EXERCISE TASK. Copy out every one of the entries below word for word, keeping each line in its original order.

>> BEGIN SUPPLIED DATA

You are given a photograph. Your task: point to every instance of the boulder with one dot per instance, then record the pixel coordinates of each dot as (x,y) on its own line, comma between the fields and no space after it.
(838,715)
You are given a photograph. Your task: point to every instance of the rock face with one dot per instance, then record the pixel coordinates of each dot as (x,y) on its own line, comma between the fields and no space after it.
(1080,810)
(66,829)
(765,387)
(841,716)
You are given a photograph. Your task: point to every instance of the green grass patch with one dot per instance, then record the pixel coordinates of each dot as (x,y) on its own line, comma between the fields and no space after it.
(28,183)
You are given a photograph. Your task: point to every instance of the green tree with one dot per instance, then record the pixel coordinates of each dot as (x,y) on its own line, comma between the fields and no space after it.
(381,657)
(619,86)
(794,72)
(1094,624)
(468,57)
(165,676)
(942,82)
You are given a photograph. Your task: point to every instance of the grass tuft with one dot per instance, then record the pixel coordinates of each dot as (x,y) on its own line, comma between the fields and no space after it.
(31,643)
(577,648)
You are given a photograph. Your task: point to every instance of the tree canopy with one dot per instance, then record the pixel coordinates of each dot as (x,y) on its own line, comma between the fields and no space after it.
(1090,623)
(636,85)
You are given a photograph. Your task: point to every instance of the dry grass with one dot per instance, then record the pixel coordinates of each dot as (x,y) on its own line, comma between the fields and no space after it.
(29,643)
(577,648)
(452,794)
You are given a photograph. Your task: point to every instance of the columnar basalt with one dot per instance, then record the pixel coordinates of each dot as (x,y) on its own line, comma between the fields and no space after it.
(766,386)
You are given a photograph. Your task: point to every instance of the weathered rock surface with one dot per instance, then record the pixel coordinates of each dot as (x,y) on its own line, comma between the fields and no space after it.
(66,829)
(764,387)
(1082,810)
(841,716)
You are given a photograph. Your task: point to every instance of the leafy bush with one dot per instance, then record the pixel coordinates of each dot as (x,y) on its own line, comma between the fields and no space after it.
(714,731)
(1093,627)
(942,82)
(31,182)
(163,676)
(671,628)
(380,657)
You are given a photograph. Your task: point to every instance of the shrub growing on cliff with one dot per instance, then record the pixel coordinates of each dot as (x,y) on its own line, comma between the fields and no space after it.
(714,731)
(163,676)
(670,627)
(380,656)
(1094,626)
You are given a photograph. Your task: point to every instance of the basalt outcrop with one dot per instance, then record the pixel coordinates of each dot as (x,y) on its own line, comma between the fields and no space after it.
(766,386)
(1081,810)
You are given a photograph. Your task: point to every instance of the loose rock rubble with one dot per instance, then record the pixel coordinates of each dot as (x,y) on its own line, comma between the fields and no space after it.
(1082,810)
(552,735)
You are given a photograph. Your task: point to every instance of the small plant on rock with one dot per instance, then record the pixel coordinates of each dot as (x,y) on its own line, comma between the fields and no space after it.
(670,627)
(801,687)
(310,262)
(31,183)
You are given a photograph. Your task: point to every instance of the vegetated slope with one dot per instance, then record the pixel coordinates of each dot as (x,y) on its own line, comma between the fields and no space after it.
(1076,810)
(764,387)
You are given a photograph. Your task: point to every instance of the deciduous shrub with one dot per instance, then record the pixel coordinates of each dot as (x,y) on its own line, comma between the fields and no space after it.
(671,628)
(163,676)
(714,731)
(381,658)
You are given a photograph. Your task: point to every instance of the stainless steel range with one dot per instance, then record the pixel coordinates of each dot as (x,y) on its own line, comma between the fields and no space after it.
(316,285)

>> END SUPPLIED DATA

EXERCISE ANSWER.
You are given a photograph. Your task: point to every instance of the boulder with one dot per instance, then record the pixel coordinates of each dot as (x,y) on its own line, comma between the fields and no space after it.
(838,715)
You are given a photograph. Your task: point to every instance of the rock face with one dot per instance, then record the pixel coordinates of each dot as (x,y) on its own line, comma between the fields and no space after it.
(1080,810)
(66,829)
(765,387)
(841,716)
You are given a photograph. Your task: point to every instance of the green grass patch with one dot per instance, then record the pixel coordinates of each dot as (x,y) on its own line, comma between the fields and no space after it.
(28,183)
You are given a photograph. Your task: point to every instance of the green tree with one dot per instance, then record the pixel coordinates of each dot as (x,y) on its own line, comma between the fields and no space after it.
(381,657)
(619,86)
(794,72)
(1094,624)
(468,57)
(165,676)
(942,82)
You are given a photograph. Your task: point to every instance of the grass tuft with one dot per instance, then record the pixel coordinates of each dot as (x,y) on its own line, comma between the fields and no space after it.
(31,643)
(577,648)
You are given a photograph. Your task: point to every instance of the tree canopy with one dot per instance, then record the pixel coordinates of each dot as (x,y) on its own line, comma between the fields and no space after it.
(1090,623)
(636,85)
You are given a photograph. Your task: point to every instance of the dry grass with one dot per instance, then record the pixel coordinates of each dot as (x,y) on its own line, comma between the fields and no space after it.
(29,643)
(577,648)
(452,794)
You are given a photograph. Your task: point to every instance of the columnar basalt with one dot per instance, then record the pixel coordinates of each dot as (x,y) on its own line, comma between the fields and no space after it.
(766,386)
You are given a photograph. Your task: point to every instance of the weathered rock surface with one dot per instance, then record the pixel coordinates of each dot as (x,y) on its own line, comma between the fields and no space after it.
(66,829)
(764,387)
(1082,810)
(841,716)
You are given a photograph. Your task: point to every instance of the leafy bush with one dot per instance, then record the pixel coordinates of each dot as (x,y) on its own line, comma between the fields and no space after it.
(714,731)
(1093,627)
(942,82)
(31,182)
(163,676)
(671,628)
(380,657)
You are given a photograph. Your task: point to every instance of the shrub growing on cliff with one dot per instance, then record the pixel coordinates of each dot as (x,y) on its own line, comma between the fields and no space after it.
(714,731)
(163,676)
(670,627)
(380,656)
(1094,626)
You are given a photograph. Your task: point to every instance of the basalt outcrop with one dot per instance, then record the pixel coordinates of each dot as (x,y) on its own line, comma between the fields and no space after it.
(766,386)
(1081,810)
You are given a photograph. Your task: point to every instance of the loose rock rubble with one dot per instance, then record the pixel coordinates of each dot as (x,y) on its own line, comma between the fields and no space after it.
(1082,810)
(552,735)
You are given a photograph. Your task: point to every instance of the small plant on rock with one dot per instance, then record the pixel coordinates of each dot as (x,y) on its own line, comma between the fields and no space after it.
(670,627)
(801,687)
(310,262)
(31,183)
You are given a photograph. Your task: point to every instance of the vegetated slope with one dot per instance, then record the pixel coordinates of each dot as (x,y) on its own line, comma between the fields and no space after it.
(1076,810)
(764,387)
You are given a photograph. Your task: point to every instance of the deciduous shrub with one dot per instance, then record the pixel coordinates of each dot as (x,y) on its own line, comma between the fields and no space after it.
(671,628)
(163,676)
(714,731)
(381,658)
You are given a photograph. Your task: point to every instance of the stainless steel range with one dot per instance, then record the pixel coordinates of each dot as (x,y) on its own line, comma between the fields and no space after it.
(316,285)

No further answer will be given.